# [Records for this task]
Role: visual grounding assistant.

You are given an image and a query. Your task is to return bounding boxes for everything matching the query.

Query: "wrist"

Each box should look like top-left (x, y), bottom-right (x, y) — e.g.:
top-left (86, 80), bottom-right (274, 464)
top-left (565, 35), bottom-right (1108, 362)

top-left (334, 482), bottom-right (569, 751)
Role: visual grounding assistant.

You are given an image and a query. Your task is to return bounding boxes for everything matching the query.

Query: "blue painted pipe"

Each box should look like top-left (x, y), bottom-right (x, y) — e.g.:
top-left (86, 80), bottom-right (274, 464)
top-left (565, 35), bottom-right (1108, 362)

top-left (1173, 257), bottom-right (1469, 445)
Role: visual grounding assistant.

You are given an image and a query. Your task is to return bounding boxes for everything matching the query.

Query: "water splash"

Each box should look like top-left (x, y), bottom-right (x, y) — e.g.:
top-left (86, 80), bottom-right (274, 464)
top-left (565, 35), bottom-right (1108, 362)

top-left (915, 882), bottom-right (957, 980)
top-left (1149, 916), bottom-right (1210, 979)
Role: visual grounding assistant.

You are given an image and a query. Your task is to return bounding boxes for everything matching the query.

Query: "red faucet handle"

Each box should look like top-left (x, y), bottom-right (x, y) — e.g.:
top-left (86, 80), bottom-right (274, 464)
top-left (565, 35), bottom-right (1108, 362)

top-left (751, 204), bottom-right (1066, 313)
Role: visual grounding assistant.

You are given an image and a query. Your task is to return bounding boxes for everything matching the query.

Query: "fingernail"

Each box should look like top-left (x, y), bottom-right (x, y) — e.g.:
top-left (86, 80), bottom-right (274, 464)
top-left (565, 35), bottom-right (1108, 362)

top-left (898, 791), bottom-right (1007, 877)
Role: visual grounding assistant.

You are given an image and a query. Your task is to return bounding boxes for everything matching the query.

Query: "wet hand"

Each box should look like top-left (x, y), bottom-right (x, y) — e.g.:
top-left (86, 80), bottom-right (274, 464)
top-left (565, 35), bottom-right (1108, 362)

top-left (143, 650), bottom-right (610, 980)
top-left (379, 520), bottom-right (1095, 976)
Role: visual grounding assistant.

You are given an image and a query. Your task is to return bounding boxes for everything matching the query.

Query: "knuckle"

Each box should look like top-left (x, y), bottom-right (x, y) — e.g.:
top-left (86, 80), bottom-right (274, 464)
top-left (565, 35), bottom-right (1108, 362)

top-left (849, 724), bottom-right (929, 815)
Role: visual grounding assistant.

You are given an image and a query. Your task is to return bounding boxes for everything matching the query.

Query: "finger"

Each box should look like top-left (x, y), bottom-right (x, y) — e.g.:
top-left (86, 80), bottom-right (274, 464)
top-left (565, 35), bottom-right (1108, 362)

# [Required work]
Reproduce every entry above without a single alteration.

# [Completed task]
Role: visual grounding assistant.

You are given an image and a query. Your task is to return bounding boxes for everything matching the query.

Query: "wrist"

Each box should look like top-left (x, y), bottom-right (x, y) — e.g.:
top-left (86, 80), bottom-right (274, 464)
top-left (565, 35), bottom-right (1108, 362)

top-left (334, 482), bottom-right (569, 751)
Role: visual grounding assistant.

You are given an image and a query. Your task is to return bounding boxes for everything matching the query.

Query: "blue painted pipe"

Each box should look like top-left (x, y), bottom-right (x, y) — e.g.:
top-left (86, 80), bottom-right (274, 464)
top-left (565, 35), bottom-right (1108, 362)

top-left (1173, 257), bottom-right (1469, 445)
Role: visual grounding assistant.

You are given an image and a query. Your task is to return bounding boxes for everything matching the query.

Query: "water splash"

Each box should look like top-left (x, y), bottom-right (x, y) — e.g.:
top-left (86, 80), bottom-right (274, 464)
top-left (565, 35), bottom-right (1108, 362)

top-left (915, 882), bottom-right (957, 980)
top-left (1149, 916), bottom-right (1210, 979)
Role: visual grounding assistant.

You are given an image and a query. Your task is to return bounding boxes for everything matching the query.

Query: "red faucet handle"

Each box should look like top-left (x, y), bottom-right (x, y) — e.g.:
top-left (86, 80), bottom-right (274, 464)
top-left (565, 35), bottom-right (1108, 362)

top-left (751, 204), bottom-right (1066, 313)
Role: visual grounding assistant.

You are given an image and a query. Your task is to return bounding boxes for everything matching the query.

Query: "fingernail"

Each box should look like top-left (x, y), bottom-right (x, y) — e.g.:
top-left (86, 80), bottom-right (274, 464)
top-left (565, 35), bottom-right (1108, 362)

top-left (898, 791), bottom-right (1007, 877)
Role: visual grounding assistant.

You are given an image and a query. Your task is to return bounding boxes for everything matching the query.

Query: "wet hand"

Each box should look like top-left (x, y), bottom-right (x, y) — e.g.:
top-left (86, 80), bottom-right (274, 464)
top-left (565, 35), bottom-right (1108, 362)

top-left (143, 650), bottom-right (610, 980)
top-left (379, 520), bottom-right (1095, 976)
Role: visual grounding assistant.

You are given an image and a query. Your task is to return bounding boxes for everything matching the query.

Query: "knuckle"

Each box should look like top-left (x, y), bottom-right (x, y) — e.g.:
top-left (86, 80), bottom-right (274, 464)
top-left (565, 35), bottom-right (1108, 362)

top-left (849, 724), bottom-right (929, 815)
Role: visual grounding assistant.

You are given an image and a query. Your task is to return bounding boxes for everything matching the query.

Query: "finger"

Each box should look like top-left (x, y), bottom-right (x, y) — e.g.:
top-left (86, 80), bottom-right (274, 464)
top-left (565, 35), bottom-right (1108, 362)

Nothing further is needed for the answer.